◆ **Selected excerpt**:

━━━━━━━━━━━━━━━━

Who is running the course? The EDP course is run onsite at the MIT Sloan School of Management in January of every year and HIE has secured 6 places for the most ambitious and successful H&I businesses to participate on the course each year for the next three years. Application to the course will be on a competitive basis and will be organised by Stephanie Anderson and Laura Dingwall of the Enterprise Solutions Team.
Who will be teaching the course? The MIT Sloan School of Management faculty and staff are experienced entrepreneurs who are highly credible in the international businesses world. They have the experience, knowledge and global connections that businesses value and consistently deliver on what they promise to H&I businesses. The team who will be delivering the EDP course include:
William Aulet, Senior Lecturer, MIT Sloan School of Management, Entrepreneur-in-Residence, MIT Entrepreneurship Center, is a serial entrepreneur who has run three companies, directly created hundreds of millions of dollars in market value, raised more than $100 million in funding for his companies, produced award-winning products, and helped develop numerous business leaders in his 25-year business career.

━━━━━━━━━━━━━━━━

◆ **Data records**:
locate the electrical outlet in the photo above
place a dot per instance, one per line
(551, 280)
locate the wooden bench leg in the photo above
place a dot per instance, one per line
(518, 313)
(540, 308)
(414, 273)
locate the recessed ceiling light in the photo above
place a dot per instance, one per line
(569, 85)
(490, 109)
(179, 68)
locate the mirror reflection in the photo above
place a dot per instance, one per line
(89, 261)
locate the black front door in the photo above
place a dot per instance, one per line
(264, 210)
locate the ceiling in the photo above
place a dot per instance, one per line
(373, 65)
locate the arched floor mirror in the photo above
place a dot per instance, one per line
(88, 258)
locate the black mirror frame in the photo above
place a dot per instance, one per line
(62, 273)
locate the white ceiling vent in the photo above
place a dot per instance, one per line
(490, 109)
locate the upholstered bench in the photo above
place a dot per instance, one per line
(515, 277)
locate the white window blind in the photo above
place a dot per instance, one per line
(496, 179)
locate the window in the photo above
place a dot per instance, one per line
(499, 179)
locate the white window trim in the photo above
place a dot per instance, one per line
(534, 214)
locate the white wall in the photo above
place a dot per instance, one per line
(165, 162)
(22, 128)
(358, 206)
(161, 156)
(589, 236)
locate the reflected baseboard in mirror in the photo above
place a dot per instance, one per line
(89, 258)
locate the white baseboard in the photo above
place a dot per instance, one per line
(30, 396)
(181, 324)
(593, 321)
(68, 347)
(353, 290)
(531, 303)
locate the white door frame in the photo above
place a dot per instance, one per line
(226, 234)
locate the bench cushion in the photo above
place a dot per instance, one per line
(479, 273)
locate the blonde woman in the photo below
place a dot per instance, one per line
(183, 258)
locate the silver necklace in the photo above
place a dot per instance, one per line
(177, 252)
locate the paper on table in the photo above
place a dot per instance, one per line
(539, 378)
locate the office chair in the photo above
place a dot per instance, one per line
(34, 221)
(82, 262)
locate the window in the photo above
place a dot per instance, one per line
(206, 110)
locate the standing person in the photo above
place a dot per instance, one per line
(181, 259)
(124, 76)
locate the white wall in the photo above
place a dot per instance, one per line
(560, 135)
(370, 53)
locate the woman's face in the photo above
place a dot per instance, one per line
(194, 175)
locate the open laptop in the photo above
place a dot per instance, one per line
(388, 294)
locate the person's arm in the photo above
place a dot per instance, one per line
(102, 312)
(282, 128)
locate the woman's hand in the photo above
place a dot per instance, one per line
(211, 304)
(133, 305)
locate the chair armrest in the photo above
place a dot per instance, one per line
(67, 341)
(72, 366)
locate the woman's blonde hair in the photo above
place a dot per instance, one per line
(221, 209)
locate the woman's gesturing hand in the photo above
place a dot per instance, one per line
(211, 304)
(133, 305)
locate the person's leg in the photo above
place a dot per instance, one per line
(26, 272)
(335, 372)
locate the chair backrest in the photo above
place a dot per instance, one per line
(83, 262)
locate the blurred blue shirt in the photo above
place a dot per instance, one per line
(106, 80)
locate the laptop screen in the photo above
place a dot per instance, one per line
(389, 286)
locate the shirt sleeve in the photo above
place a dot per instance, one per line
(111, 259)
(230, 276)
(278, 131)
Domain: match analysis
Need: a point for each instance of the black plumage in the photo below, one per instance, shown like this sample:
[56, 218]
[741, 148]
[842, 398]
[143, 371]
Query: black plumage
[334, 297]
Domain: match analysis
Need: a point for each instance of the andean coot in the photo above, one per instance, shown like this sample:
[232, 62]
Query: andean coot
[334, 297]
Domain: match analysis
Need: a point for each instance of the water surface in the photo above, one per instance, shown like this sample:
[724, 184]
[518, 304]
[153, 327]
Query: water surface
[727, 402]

━━━━━━━━━━━━━━━━

◆ **What you will do**:
1. Repeat a passage of the EDP course overview word for word, beginning at the words "Who will be teaching" and stopping after "25-year business career.".
2. Carry on the EDP course overview past its final sentence.
The entries have no connection to the EDP course overview.

◆ **Answers for this exercise**:
1.
Who will be teaching the course? The MIT Sloan School of Management faculty and staff are experienced entrepreneurs who are highly credible in the international businesses world. They have the experience, knowledge and global connections that businesses value and consistently deliver on what they promise to H&I businesses. The team who will be delivering the EDP course include:
William Aulet, Senior Lecturer, MIT Sloan School of Management, Entrepreneur-in-Residence, MIT Entrepreneurship Center, is a serial entrepreneur who has run three companies, directly created hundreds of millions of dollars in market value, raised more than $100 million in funding for his companies, produced award-winning products, and helped develop numerous business leaders in his 25-year business career.

2.
Steve Brown, Technology Licensing Officer at the MIT Technology Licensing Office, manages the evaluation, prosecution, maintenance, marketing, and licensing of seven hundred MIT inventions in the chemicals, materials, bio/pharma and medical device areas.
Diane Burton, the Michael M. Koerner Assistant Professor of Management of Technology, Innovation & Entrepreneurship, studies employment relations in entrepreneurial companies and human resource management practices. In ongoing research, she is studying entrepreneurial teams and executives' careers.
Fiona Murray, Senior Sarofim Family Career Development Professor and Associate Professor, Management of Technological Innovation and Entrepreneurship, studies and teaches innovation and entrepreneurship including the campus-wide iTeams course developing "go-to-market" strategies for breakthrough innovations developed in MIT labs.
Michael Grandinetti, Senior Lecturer, formerly Senior Vice President and Chief Marketing Officer with PTC's Software Solutions Group spent 12 years as a senior executive at four venture-backed technology companies, where he helped co-lead one company through an IPO road show, contributed to a second company's IPO, and was instrumental in the creation of several new product categories.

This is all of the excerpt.